Copy every line of the records below word for word, leaving out the pictures.

★ ★ ★ ★ ★

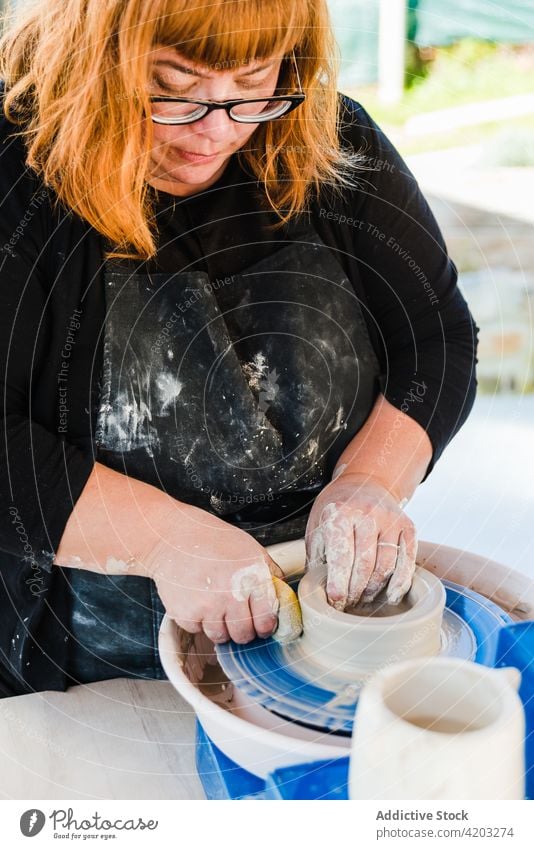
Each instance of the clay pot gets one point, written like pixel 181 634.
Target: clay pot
pixel 351 644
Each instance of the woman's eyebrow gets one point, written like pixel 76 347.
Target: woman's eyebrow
pixel 172 63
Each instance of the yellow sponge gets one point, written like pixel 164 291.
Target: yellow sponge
pixel 289 614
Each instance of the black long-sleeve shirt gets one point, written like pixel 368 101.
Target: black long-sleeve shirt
pixel 52 312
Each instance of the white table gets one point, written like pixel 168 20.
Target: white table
pixel 118 739
pixel 132 739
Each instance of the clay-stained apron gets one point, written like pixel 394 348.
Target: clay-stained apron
pixel 237 394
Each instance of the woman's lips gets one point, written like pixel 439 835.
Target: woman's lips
pixel 195 157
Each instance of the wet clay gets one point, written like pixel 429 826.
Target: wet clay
pixel 379 607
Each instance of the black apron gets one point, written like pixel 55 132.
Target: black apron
pixel 236 395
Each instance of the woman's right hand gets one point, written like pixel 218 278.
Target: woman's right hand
pixel 215 578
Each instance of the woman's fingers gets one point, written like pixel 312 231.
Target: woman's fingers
pixel 401 579
pixel 264 614
pixel 365 554
pixel 339 553
pixel 215 630
pixel 386 560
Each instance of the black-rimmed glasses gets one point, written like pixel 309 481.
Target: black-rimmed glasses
pixel 182 110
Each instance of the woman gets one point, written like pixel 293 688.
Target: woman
pixel 229 320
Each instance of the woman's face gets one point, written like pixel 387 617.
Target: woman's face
pixel 187 158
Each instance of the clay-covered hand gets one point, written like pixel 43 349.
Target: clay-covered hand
pixel 348 520
pixel 215 578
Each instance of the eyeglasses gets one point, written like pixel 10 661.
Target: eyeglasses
pixel 181 110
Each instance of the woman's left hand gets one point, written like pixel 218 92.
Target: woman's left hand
pixel 351 519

★ ★ ★ ★ ★

**TASK OUTPUT:**
Each instance of the clay pot gets one point, written like pixel 181 634.
Target: clay pot
pixel 351 644
Each instance of the woman's eyebrow gets one point, written like pixel 76 347.
Target: woman's eyebrow
pixel 172 63
Each instance of the yellow sponge gets one point, written like pixel 164 291.
Target: yellow sponge
pixel 289 614
Each instance of the black long-sleeve shirt gets one point, written like pixel 368 101.
Target: black long-sleeve shirt
pixel 52 312
Each instance of the white table gets one point, written like pixel 168 20.
Target: white table
pixel 118 739
pixel 132 739
Each instance of the clay-stained apron gets one point, written like pixel 394 348.
Target: clay-stained apron
pixel 237 394
Each instance of the woman's lips gets one point, written like pixel 439 835.
Target: woman's lips
pixel 195 157
Each instance of the wet clay gets one point, written like pixel 429 826.
Target: wet clay
pixel 379 607
Each instance of the black apron gets one point, written like pixel 55 132.
Target: black apron
pixel 236 395
Each instance of the woman's right hand gets one point, written like pixel 218 278.
Target: woman's right hand
pixel 215 578
Each instance of the woman's fingers gets one point, written like pixel 312 231.
Target: woman's fingers
pixel 401 579
pixel 264 614
pixel 365 554
pixel 339 553
pixel 215 630
pixel 386 560
Each instance of the black-rimmed glasses gets one point, written like pixel 309 481.
Target: black-rimmed glasses
pixel 182 110
Each instance of the woman gets one point, written like pixel 293 688.
Target: woman
pixel 229 320
Each instance of the woman's face gets one point, written like pixel 387 617.
Target: woman's face
pixel 187 158
Each instance of the clay-covered hand gets one point, written like pixel 43 349.
Target: clay-covered hand
pixel 348 520
pixel 215 578
Each instance of the eyeglasses gets one point, written like pixel 10 661.
Target: eyeglasses
pixel 181 110
Each instance of the woman's left hand gets one point, written like pixel 218 92.
Target: woman's left hand
pixel 351 519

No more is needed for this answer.